### Exercise
Copy these lines without any changes, covering every item.

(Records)
---

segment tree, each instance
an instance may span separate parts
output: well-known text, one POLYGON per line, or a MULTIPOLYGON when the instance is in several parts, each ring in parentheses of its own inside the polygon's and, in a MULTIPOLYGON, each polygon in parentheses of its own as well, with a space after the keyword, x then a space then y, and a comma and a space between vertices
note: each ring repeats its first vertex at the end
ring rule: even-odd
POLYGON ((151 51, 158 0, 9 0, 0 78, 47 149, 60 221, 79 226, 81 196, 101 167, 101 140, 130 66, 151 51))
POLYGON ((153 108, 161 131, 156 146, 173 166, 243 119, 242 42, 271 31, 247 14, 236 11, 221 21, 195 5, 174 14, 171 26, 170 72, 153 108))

---

### Output below
segment tree, each instance
an instance may span separate parts
output: well-known text, one POLYGON per line, or a MULTIPOLYGON when the instance is in several parts, each ring in parentheses of its own inside the polygon's and, in a MULTIPOLYGON, each polygon in parentheses of its own as well, with a space after the keyword, x then a space then y, and a comma and a space between vertices
note: each ring repeats its first vertex at the end
ring rule: even-odd
POLYGON ((151 51, 158 0, 9 0, 0 78, 47 149, 60 221, 79 226, 81 196, 101 167, 101 140, 130 66, 151 51))
POLYGON ((153 108, 161 131, 156 146, 173 166, 243 119, 242 42, 271 31, 247 14, 236 11, 221 21, 195 5, 174 14, 171 26, 170 72, 153 108))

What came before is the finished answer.